### Given instruction
Reproduce the data below word for word, starting at the line that contains "For every instance of the maroon" and ending after the line that contains "For every instance of the brown".

### Record excerpts
# # #
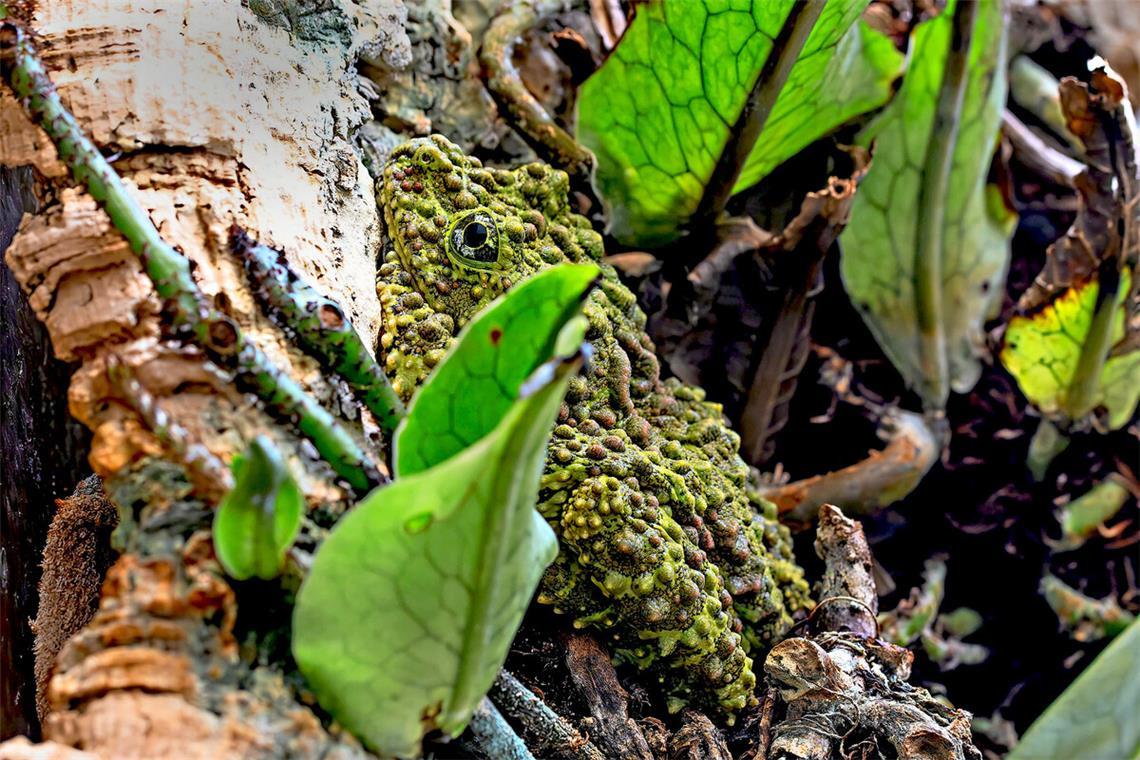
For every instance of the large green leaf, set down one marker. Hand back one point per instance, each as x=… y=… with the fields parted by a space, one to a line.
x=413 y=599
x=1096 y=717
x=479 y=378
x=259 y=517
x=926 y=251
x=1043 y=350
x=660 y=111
# # #
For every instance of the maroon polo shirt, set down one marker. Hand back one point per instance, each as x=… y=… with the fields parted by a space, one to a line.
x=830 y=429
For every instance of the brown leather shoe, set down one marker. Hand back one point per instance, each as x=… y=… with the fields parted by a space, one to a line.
# # #
### Written response
For every instance of the maroon polo shirt, set down one marker. Hand back one point per instance, each as x=… y=… with the fields parted by a space, one to a line.
x=830 y=429
For every instance of the brown leather shoe, set down one marker. Hand back one point per instance, each as x=… y=… with the fields parted by a space, one to a line.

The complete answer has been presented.